▶ **Текст**
____
Для жизни надо сперва узнать самого себя и пробовать жить так, чтобы другим не было больно. Но это очень сложно – так жить. Хочешь не хочешь, а других трогаешь все равно. Если хочешь жить так, как тебе хочется. Революционеры и какиенибудь там народники – они ведь не хотели убивать никого, они хотели правильной жизни. Но на самом деле они больше всего убивали людей. Внутренние и социальные конфликты, которые нас прижимают, все время рядом. Такие речи можно говорить на лекциях в университете – «хорошая жизнь, религиозная жизнь, так-так-так», а на самом деле это маски.

Скажи вот что. Достаточно ведь очевидно, что когда человек пишет, то тот, кто пишет, и тот, кто живет, – это не один и тот же человек. А тот, кто рисует этих людей, – это именно ты, который передо мной сидит и смеется, или когда ты рисуешь, создается как бы другой, идеальный художник? Идеальный в том смысле, что у него может быть другая, чем твоя, жизнь, и который рождается только тогда, когда рождаются эти монстры?

Да, может быть. Может быть. У меня есть один автопортрет, Третьяковка купила. Автопортрет абсолютный, но только отсюда видно, что это маска. Тут маленькая такая веревка. Но в одной компании я сказал, что я не могу ее снять.

Как у Фантомаса?

Да, она приклеена. Поэтому это очень сложно. Когда я пишу, может быть, мое внутреннее «я» другое. Я не знаю, у меня есть, наверное, несколько «Юри».

Как и у каждого.

Я в последнее время это называю «археология личности». Если у человека есть надобность не только жить и в старости умирать, если он все время любопытствует, что здесь и что там, тогда он должен, если здоровье есть, все время копать вот здесь. Все время.

Почему ты показываешь на руки?

Потому что руки лучше видно. Руки копают.

Руки похожи на головы твоих монстров.

Это на телевидении был такой карикатурный сюжет. Ребята делали мои фигуры – надували перчатки и надевали на голову. И один актер потом спрашивал меня: «Ты не обиделся?» Я говорю: «Нет! Слава богу, это так интересно».

Юри Аррак. «Мужчина и лев», 1986
Юри Аррак. «Мужчина и лев», 1986

Когда я смотрел твои картины в начале 80-х, там были моменты интерьера и небо прямо как у Магритта.

Это был период, когда я писал закрытые комнаты, какую-то дверь, и через окно один колорит неба, а через дверь – другой. Потом я понял, что подсознание мне подсказывает, что мы как будто бы в закрытом помещении. Это символ, я думаю.

То есть эти закрытые помещения – никакой не Магритт?
____
▶ **Список данных**
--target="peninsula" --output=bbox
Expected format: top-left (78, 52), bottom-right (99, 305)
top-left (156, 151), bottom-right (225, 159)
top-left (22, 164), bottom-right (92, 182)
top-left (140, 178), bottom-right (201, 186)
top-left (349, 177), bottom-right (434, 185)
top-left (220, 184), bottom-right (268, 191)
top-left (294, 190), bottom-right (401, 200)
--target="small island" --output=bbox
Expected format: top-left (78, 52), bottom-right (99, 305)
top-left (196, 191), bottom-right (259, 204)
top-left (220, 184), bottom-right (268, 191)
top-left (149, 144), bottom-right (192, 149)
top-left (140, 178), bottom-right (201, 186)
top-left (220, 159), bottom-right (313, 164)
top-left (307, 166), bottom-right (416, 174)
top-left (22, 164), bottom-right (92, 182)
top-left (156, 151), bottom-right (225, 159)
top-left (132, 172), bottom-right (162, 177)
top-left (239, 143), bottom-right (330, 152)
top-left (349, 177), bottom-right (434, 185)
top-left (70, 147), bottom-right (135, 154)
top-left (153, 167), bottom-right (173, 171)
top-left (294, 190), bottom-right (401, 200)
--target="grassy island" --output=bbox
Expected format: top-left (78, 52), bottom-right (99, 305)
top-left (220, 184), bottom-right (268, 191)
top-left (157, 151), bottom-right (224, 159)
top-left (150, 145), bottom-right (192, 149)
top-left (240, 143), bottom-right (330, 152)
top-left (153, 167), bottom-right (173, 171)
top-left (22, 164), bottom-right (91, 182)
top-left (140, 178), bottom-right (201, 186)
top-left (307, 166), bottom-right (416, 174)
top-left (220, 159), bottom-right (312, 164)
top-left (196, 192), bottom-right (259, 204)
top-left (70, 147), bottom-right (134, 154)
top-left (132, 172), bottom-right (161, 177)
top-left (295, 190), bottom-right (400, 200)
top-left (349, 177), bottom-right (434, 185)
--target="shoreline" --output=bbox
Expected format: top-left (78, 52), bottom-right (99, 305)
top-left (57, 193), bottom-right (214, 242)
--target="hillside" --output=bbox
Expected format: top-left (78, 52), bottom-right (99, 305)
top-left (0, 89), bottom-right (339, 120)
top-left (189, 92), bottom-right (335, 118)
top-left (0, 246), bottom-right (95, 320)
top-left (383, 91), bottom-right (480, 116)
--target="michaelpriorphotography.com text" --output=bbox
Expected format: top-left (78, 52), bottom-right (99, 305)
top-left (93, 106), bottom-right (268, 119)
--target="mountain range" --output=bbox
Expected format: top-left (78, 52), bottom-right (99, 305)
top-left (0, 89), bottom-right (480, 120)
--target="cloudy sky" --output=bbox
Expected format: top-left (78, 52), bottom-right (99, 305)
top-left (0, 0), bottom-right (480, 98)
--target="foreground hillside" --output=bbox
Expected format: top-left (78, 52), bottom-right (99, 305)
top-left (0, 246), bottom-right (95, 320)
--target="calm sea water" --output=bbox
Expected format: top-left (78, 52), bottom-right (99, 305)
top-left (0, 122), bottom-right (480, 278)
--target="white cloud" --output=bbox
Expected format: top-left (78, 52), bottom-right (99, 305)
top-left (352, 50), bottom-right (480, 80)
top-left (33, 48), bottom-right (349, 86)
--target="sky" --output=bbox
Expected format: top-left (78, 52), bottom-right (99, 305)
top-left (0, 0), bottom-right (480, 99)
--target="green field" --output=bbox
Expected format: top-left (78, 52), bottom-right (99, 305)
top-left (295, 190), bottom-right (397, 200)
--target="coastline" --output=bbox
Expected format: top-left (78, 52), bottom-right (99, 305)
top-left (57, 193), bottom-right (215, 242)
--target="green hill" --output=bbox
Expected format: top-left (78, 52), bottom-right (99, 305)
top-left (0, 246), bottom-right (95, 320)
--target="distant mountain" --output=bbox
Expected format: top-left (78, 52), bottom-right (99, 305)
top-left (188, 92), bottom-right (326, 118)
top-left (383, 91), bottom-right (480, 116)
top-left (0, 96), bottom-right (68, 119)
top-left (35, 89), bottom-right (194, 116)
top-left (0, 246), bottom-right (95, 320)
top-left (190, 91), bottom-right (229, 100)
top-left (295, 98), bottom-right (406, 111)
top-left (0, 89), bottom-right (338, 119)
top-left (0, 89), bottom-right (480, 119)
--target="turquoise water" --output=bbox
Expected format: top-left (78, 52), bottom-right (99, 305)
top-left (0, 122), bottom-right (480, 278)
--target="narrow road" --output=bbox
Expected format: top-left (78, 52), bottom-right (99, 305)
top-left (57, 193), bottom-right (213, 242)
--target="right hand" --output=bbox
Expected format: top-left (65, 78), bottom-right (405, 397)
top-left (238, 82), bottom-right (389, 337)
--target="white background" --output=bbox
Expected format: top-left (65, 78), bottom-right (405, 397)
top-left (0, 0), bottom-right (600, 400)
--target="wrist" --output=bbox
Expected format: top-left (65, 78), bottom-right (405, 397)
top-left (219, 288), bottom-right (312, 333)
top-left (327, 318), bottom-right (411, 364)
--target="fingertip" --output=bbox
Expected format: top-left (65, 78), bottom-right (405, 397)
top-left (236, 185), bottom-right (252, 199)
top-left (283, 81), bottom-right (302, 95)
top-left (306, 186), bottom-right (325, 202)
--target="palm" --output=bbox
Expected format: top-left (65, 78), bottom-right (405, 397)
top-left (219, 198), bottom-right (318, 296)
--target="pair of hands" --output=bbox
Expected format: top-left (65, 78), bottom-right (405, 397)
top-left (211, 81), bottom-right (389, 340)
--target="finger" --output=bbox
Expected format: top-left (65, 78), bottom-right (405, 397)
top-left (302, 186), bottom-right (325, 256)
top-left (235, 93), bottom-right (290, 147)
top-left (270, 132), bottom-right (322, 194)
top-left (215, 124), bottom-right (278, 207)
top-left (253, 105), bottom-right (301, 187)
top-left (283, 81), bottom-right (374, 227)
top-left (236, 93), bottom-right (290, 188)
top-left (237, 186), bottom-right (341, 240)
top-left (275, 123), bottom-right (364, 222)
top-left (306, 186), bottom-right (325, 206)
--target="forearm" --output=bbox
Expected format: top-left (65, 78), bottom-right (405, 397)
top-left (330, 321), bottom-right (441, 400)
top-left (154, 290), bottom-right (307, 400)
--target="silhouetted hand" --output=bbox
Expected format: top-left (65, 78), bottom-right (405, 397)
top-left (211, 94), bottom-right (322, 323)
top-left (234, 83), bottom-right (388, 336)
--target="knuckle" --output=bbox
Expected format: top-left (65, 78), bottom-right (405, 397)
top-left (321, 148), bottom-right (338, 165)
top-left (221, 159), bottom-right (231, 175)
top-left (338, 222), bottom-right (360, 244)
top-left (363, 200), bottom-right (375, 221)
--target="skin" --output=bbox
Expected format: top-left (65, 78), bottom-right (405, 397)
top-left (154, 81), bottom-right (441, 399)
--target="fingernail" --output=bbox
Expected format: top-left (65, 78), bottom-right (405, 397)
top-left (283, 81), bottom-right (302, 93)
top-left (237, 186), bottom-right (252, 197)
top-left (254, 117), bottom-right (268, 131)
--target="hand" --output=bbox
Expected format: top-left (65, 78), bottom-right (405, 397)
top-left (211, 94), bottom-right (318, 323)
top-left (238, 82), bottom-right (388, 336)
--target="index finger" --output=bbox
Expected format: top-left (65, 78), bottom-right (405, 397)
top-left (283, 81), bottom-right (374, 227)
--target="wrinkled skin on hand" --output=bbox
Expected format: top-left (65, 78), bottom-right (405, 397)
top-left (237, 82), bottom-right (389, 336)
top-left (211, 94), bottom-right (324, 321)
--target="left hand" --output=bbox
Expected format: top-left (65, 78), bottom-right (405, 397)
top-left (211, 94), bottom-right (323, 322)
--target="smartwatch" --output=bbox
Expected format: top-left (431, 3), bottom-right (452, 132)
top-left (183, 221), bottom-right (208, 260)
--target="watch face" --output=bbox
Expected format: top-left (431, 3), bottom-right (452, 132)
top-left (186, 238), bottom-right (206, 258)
____
▶ **Условия задания**
1. Покажите все строки списка, в которых встречается слово «skin».
2. Продолжите беседу с Юри Арраком после её последней реплики.
Список никак не связан с беседой с Юри Арраком.

▶ **Ответы к заданию**
1.
--target="skin" --output=bbox
--target="wrinkled skin on hand" --output=bbox

2.
Магритта я вообще люблю, но у Магритта очень выдуманные такие... Паровоз из камина, это для меня уже смешно. Надо более тонко. Когда я увидел оригиналы Магритта, когда побывал в музее уже в 90-е годы, я немножко разочаровался, потому что у Магритта эта плоскость, эта тарелка, у него эта живопись не так чувствительна. Не так тонко написана форма.

Скажи, а как ты вообще включаешься в современное искусство? Если смотреть на твои полотна, они все-таки фигуративные, может быть, даже с каким-то, условно говоря, мифологическим сюжетом. Это можно, пожалуй, соотнести со многими недавними течениями, которые шли совершенно другим путем. Но есть племя младое, незнакомое, которое нас с вами должно снести.

И снесет.

И снесет, конечно же. Как ты живешь вместе с ними? Как ты чувствуешь себя?

Слава богу, у нас не такое общество, что стариков оставляют в лесу. (Смеются.) Мы живем дружно, мирно, но друг друга, наверное, не любим. Я не делаю никаких движений, чтобы показать свою нелюбовь, потому что у меня другое понимание, для чего искусство нужно вообще. Есть много целей. Одна цель – это чтобы украсить жизнь. Если гармонично все, красиво...

Это дизайн, что ли?

Дизайн – тоже искусство. Это одна из его задач. За последние несколько тысячелетий настоящая задача искусства была помогать религии, помогать понять какие-то духовные ценности, как мы говорим. Но, например, импрессионизм этим не занимается. Он занимается моментом.

Но есть же религии, которые тоже занимаются моментом.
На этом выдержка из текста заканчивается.